* Brief:
Copy each of the records below word for word, changing nothing.

* Data for the task:
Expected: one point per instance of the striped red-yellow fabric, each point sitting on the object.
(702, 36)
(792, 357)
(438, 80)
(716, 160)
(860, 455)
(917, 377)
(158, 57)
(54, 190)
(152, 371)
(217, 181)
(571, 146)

* The solution:
Expected: one point per instance of the striped red-yellow fabric, each point sitting on the object.
(702, 36)
(792, 357)
(438, 80)
(716, 160)
(860, 455)
(917, 377)
(158, 57)
(54, 190)
(152, 371)
(217, 181)
(571, 146)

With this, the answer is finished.